> _Article_
/hsds_examples

Primary LanguageJupyter Notebook

Open in GitHub Codespaces

HSDS (Highly Scalable Data Service) Example Programs

Introduction

HSDS is a web service that implements a REST-based web service for HDF5 data stores.

This repository contains sample programs (mostly in Python) that demonstrate utilizing this service.

All of the sample programs can be run in a Web browser without installing any software. To this end, this repository comes with a prebuild GitHub Codespaces configuration. Launch a Codespaces environment by clicking the banner "Open in GitHub Codespaces" and start evaluating the Jupyter notebooks (by placing the cursor into a code cell and pressing Ctrl+Enter or Shift+Enter). When prompted for a Python kernel, select

Python 3.10.13 ~/python/current/bin/python3

Alternatively, you can connect to the codespace environment using VS Code. From VS Code, select the command palette (Ctrl+Shift+P), and search for "Codespaces: Create New Codespace".

In either case, when the Codespace starts it will be running an HSDS instance and your environment will be automatically setup to connect to it.

> _Aim of the task_
Retype the part of the HSDS example programs page above, starting at the words "Primary LanguageJupyter Notebook" and ending after the words "utilizing this service.".

> _Entries provided_
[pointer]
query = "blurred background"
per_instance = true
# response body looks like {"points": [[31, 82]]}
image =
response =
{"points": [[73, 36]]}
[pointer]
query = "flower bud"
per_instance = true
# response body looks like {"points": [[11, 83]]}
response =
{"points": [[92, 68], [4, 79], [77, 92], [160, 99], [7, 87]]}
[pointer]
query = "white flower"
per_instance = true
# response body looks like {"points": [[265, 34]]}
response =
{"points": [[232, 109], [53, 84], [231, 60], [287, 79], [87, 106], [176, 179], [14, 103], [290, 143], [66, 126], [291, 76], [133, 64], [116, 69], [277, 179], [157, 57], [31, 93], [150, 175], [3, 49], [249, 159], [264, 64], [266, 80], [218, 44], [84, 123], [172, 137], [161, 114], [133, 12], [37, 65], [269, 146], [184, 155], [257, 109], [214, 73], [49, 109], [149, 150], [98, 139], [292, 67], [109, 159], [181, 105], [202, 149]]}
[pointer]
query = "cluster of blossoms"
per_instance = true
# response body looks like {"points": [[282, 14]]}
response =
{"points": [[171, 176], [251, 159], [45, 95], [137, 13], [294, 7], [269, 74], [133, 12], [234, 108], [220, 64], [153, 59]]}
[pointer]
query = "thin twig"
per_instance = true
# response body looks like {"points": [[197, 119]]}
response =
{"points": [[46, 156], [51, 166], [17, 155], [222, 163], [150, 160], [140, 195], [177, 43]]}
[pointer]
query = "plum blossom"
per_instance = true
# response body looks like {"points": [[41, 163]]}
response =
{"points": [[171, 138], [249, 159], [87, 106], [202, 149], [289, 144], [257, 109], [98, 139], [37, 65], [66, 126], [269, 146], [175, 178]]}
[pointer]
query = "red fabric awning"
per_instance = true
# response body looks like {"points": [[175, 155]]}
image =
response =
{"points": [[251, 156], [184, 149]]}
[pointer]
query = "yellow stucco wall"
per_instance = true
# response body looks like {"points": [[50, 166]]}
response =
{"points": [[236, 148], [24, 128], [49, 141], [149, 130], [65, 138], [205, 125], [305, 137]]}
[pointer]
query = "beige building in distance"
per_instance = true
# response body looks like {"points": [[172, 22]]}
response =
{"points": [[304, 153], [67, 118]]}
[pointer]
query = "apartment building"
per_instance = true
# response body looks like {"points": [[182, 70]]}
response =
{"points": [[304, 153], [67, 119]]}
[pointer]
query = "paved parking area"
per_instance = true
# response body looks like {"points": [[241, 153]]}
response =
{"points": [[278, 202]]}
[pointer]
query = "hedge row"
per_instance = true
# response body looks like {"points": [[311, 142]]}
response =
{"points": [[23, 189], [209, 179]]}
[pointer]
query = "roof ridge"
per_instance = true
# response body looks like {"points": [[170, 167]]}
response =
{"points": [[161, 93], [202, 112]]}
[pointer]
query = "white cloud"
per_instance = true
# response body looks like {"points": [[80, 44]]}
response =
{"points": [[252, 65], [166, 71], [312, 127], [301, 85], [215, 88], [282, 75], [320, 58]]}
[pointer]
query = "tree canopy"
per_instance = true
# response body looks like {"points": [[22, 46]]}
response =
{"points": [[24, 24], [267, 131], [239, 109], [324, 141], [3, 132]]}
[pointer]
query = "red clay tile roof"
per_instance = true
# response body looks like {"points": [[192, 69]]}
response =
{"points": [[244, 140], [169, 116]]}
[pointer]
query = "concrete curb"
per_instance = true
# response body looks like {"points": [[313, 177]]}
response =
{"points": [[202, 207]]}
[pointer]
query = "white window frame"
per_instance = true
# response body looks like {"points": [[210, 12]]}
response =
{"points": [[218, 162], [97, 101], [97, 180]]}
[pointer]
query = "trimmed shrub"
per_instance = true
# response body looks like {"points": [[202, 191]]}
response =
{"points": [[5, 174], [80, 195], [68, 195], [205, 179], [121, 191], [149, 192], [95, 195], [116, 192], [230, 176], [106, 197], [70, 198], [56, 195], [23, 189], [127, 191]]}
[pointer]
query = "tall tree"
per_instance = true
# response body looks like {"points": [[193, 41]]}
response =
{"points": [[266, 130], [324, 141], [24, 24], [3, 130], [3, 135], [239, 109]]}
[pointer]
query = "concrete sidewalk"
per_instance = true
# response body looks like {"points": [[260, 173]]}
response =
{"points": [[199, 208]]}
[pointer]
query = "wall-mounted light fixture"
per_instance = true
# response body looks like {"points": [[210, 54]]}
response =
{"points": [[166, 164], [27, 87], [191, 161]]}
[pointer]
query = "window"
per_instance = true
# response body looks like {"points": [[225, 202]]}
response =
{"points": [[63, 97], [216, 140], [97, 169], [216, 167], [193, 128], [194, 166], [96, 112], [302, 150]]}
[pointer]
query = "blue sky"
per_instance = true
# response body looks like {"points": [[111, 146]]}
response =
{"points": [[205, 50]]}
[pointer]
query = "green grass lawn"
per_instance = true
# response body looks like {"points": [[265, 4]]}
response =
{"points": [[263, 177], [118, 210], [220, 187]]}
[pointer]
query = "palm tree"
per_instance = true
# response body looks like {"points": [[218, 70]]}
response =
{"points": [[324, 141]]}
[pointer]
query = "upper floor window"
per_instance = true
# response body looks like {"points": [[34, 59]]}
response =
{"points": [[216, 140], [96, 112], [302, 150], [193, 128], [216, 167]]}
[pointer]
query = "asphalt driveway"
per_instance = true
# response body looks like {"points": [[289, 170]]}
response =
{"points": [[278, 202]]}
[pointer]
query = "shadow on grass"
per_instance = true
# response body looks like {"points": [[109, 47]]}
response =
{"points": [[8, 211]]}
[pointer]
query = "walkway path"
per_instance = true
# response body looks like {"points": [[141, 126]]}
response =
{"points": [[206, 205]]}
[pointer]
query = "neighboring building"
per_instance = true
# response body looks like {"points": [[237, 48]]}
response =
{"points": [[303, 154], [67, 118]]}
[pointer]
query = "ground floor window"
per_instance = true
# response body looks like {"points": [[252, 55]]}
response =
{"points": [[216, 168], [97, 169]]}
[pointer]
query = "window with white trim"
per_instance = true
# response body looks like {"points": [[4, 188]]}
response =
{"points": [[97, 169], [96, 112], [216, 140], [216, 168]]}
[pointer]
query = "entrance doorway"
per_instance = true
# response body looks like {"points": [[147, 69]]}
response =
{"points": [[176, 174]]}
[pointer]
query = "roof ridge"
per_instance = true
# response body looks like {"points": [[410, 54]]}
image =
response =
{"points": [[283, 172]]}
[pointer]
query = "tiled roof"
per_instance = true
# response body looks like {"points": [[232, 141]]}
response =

> _Solution_
Primary LanguageJupyter Notebook

Open in GitHub Codespaces

HSDS (Highly Scalable Data Service) Example Programs

Introduction

HSDS is a web service that implements a REST-based web service for HDF5 data stores.

This repository contains sample programs (mostly in Python) that demonstrate utilizing this service.